If you all don't have a good reads account I highly recommend it...once you rate some of the books you've read in the past it gives you recommendations based on your ratings of those books. I'd say the last 10+ books I've read have come from their recommendations and I haven't been disappointed in any of them. Plus you can add books to shelves to read for future. It's not an audible or downloadable book store like Amazon but it's a nice place to keep track of what you've read. You may be able to even download books, I'm not sure. I haven't done that. I have the kindle app on my tab which I sometimes use, but prefer an actual book in my hand.


----------



## bevann (Apr 21, 2015)

I am now reading The Horse Healer set in Spain,Morocco area.Really good and don't want to put it down.It would make a great movie.Lots of Arabian horses and neat story


----------



## Ryan Johnson (May 18, 2015)

**Your instructions:** Can you repeat the book thread from "I am now reading" up to and including "(May 18, 2015)", switching "Spain" to "Portugal"?

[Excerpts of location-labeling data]
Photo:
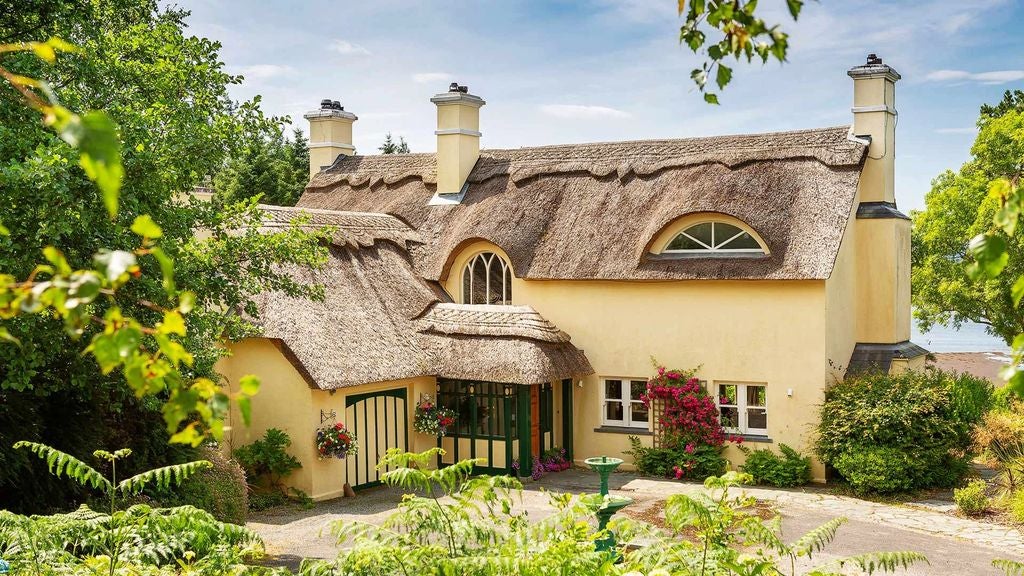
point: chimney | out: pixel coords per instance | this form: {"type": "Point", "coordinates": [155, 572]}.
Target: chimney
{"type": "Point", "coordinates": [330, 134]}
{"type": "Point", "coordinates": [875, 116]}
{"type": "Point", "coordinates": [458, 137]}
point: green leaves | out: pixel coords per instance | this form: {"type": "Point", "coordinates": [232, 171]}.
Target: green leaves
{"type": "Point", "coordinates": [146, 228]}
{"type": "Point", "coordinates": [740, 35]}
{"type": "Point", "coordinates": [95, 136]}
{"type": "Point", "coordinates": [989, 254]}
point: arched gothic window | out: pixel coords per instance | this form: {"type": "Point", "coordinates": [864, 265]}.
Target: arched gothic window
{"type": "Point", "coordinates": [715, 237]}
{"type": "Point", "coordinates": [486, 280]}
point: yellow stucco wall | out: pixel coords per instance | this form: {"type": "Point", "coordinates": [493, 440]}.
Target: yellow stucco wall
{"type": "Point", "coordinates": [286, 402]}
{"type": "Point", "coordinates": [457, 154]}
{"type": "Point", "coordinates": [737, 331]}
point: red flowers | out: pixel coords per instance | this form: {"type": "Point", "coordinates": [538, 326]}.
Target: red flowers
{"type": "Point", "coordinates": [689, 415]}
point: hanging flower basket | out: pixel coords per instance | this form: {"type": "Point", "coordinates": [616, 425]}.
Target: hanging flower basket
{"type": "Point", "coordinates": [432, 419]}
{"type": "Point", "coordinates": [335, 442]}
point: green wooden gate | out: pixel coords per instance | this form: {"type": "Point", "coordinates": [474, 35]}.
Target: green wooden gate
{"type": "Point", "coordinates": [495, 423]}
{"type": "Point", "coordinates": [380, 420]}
* * *
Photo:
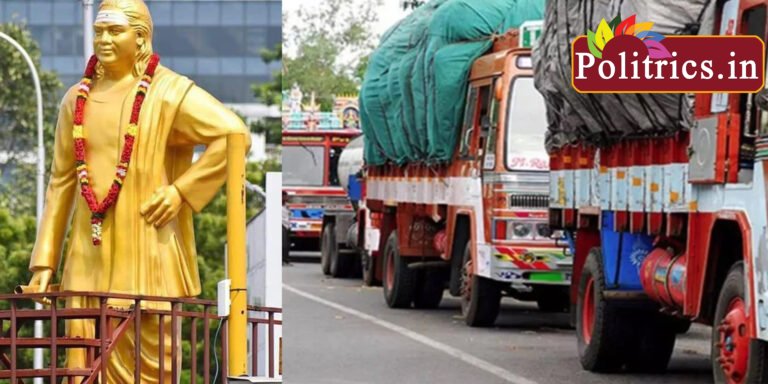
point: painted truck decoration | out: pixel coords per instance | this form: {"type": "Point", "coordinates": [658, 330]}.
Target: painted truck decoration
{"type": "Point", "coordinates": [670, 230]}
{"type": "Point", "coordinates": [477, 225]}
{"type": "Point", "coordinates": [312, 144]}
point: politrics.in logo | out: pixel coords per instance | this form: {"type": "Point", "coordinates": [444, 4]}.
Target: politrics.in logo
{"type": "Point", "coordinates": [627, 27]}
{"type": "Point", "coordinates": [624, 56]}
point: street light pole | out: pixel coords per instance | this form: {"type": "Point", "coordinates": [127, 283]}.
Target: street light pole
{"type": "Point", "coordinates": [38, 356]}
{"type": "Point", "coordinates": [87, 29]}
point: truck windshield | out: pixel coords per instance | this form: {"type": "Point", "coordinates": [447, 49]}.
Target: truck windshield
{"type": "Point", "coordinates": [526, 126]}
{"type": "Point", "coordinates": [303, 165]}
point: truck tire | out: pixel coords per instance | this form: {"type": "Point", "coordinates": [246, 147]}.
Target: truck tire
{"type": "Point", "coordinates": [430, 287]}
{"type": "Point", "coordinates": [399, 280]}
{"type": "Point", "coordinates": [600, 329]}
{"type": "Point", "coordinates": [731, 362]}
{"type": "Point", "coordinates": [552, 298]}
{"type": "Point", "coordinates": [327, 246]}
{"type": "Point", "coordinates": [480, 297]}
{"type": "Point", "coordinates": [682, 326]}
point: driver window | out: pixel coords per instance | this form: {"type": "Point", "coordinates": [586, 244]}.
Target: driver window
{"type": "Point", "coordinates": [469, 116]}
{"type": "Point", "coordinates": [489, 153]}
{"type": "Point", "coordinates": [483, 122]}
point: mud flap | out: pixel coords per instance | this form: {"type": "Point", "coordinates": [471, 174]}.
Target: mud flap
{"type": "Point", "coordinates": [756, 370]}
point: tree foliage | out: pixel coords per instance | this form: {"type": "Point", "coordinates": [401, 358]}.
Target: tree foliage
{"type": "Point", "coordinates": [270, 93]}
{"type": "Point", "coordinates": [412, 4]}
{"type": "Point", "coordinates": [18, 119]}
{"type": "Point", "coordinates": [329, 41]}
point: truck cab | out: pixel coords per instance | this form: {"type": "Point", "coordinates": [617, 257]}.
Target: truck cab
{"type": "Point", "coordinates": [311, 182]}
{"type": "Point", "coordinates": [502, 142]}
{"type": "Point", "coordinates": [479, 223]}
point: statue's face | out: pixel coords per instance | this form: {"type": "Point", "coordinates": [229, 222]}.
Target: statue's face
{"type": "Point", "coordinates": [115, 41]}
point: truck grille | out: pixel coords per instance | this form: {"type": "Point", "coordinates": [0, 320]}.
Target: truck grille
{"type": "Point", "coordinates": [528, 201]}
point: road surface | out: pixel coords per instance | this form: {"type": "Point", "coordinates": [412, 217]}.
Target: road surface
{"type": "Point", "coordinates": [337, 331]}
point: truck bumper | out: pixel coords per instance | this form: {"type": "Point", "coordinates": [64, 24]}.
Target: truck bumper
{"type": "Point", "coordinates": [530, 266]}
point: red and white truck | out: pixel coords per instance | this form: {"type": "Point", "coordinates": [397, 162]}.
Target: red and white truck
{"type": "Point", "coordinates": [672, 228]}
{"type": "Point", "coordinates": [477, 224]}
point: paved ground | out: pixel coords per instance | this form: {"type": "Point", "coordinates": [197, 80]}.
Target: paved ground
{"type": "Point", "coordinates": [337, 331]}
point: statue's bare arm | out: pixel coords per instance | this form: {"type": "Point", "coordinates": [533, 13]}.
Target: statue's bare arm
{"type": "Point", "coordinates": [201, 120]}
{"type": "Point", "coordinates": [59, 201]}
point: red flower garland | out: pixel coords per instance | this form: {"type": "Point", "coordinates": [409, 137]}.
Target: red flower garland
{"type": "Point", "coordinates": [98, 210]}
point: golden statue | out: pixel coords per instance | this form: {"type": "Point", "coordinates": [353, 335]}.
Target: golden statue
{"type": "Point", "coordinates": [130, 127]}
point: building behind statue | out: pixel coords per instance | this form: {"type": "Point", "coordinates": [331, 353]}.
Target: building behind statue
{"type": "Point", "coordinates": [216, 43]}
* * *
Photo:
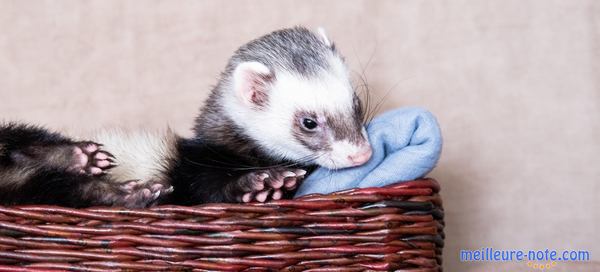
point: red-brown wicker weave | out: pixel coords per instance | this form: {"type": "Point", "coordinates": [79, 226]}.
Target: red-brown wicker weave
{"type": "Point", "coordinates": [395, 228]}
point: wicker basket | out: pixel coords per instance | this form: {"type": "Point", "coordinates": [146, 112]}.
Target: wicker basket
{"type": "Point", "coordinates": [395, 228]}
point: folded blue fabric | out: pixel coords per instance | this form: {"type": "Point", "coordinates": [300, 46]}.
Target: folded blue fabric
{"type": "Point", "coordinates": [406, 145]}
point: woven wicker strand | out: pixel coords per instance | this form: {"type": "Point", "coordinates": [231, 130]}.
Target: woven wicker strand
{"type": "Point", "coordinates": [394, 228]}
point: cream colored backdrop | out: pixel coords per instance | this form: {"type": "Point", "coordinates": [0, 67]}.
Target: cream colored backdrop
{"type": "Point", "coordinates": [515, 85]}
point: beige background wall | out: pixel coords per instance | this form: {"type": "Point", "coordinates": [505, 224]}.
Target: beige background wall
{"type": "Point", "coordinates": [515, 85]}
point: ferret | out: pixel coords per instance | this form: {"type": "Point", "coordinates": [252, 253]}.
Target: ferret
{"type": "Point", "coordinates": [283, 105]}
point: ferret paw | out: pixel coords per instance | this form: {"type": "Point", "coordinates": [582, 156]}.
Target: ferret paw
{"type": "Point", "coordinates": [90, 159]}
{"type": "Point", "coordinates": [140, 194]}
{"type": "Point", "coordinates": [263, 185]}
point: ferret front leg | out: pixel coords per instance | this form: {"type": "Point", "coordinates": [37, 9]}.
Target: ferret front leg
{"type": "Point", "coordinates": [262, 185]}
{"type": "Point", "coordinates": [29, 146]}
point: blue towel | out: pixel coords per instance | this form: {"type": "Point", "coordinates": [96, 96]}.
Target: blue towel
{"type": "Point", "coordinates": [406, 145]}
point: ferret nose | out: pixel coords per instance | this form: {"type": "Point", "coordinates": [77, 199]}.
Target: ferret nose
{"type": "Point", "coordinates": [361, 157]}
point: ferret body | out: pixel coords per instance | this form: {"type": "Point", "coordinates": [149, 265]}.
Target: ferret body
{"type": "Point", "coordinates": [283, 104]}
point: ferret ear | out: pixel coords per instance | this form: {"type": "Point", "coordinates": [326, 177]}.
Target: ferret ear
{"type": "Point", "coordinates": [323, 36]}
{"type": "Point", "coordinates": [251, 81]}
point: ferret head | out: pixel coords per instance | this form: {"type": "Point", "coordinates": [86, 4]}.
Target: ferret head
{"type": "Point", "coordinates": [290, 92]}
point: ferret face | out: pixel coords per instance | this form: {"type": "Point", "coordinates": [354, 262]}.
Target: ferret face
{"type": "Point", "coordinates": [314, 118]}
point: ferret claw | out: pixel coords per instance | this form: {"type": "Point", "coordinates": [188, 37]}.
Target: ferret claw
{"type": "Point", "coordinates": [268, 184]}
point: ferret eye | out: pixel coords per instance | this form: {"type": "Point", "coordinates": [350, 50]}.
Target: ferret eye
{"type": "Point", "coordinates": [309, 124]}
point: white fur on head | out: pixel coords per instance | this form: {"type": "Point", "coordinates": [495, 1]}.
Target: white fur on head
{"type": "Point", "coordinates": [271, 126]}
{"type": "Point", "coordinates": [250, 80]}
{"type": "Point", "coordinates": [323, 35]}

**Response to this task:**
I am now reading The Horse Healer set in Portugal,Morocco area.Really good and don't want to put it down.It would make a great movie.Lots of Arabian horses and neat story


----------



## Ryan Johnson (May 18, 2015)